_Given passage_

—————

Hi everyone,

I'm creating this file in the hope I can get it sent by Email in the next couple of days. Even if that's not possible, maybe writing it out will help me remember all the stuff that's happened during this incredible trip.

Henry and I left Albuquerque on Southwest Airlines Monday afternoon (4 PM 8/9/99) for LA. The plane was jammed full and we had to sit in the facing-each-other seats. What a drag. Not an auspicious start to our trip. The transfer at LA was not much of a problem and we had a long wait for out Air New Zealand flight which, of course, was about an hour late taking off. Things then started looking up because this plane wasn't full and both Henry and I had vacant seats next to us. The movies (3 of them) were bad and the food was just blah. Free booze, a temptation I successfully resisted. Went to sleep OK and seemed to get about 5-6 good hours sleep. We arrived in Aukland 6 AM on the 11th (after 13 hours). Cleared customs, stored our bags and went downtown. Stayed downtown from about 7-9:30AM and it seemed to be just coming alive when we left. Aukland is not a really interesting place to spend a few hours. Back to the airport and flew out on Air Vanuatu around noon. Had a good lunch and generally felt good.

—————

_Record extracts_
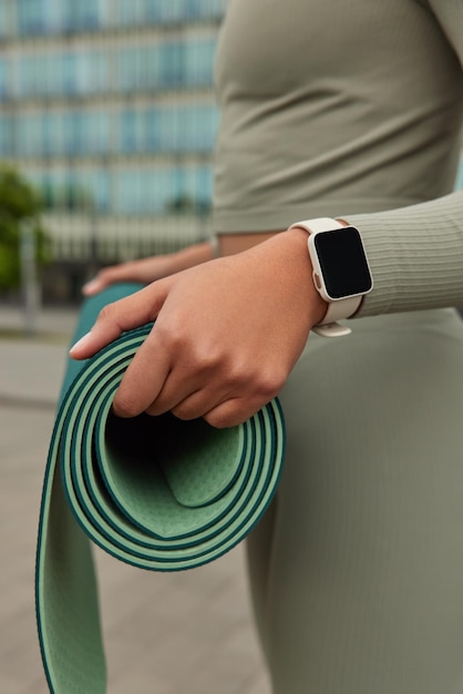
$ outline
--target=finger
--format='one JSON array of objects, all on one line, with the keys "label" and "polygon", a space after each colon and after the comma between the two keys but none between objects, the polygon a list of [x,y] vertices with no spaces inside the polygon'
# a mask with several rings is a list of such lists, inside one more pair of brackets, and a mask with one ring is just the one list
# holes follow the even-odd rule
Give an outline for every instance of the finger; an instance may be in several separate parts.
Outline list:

—————

_Set task A_
Duplicate the stretch of the travel letter that starts with the words "I'm creating this" and ends with "this incredible trip.".
_Set task B_
Name every airline mentioned in the travel letter.

_Complete output A_
I'm creating this file in the hope I can get it sent by Email in the next couple of days. Even if that's not possible, maybe writing it out will help me remember all the stuff that's happened during this incredible trip.

_Complete output B_
Southwest Airlines
Air New Zealand
Air Vanuatu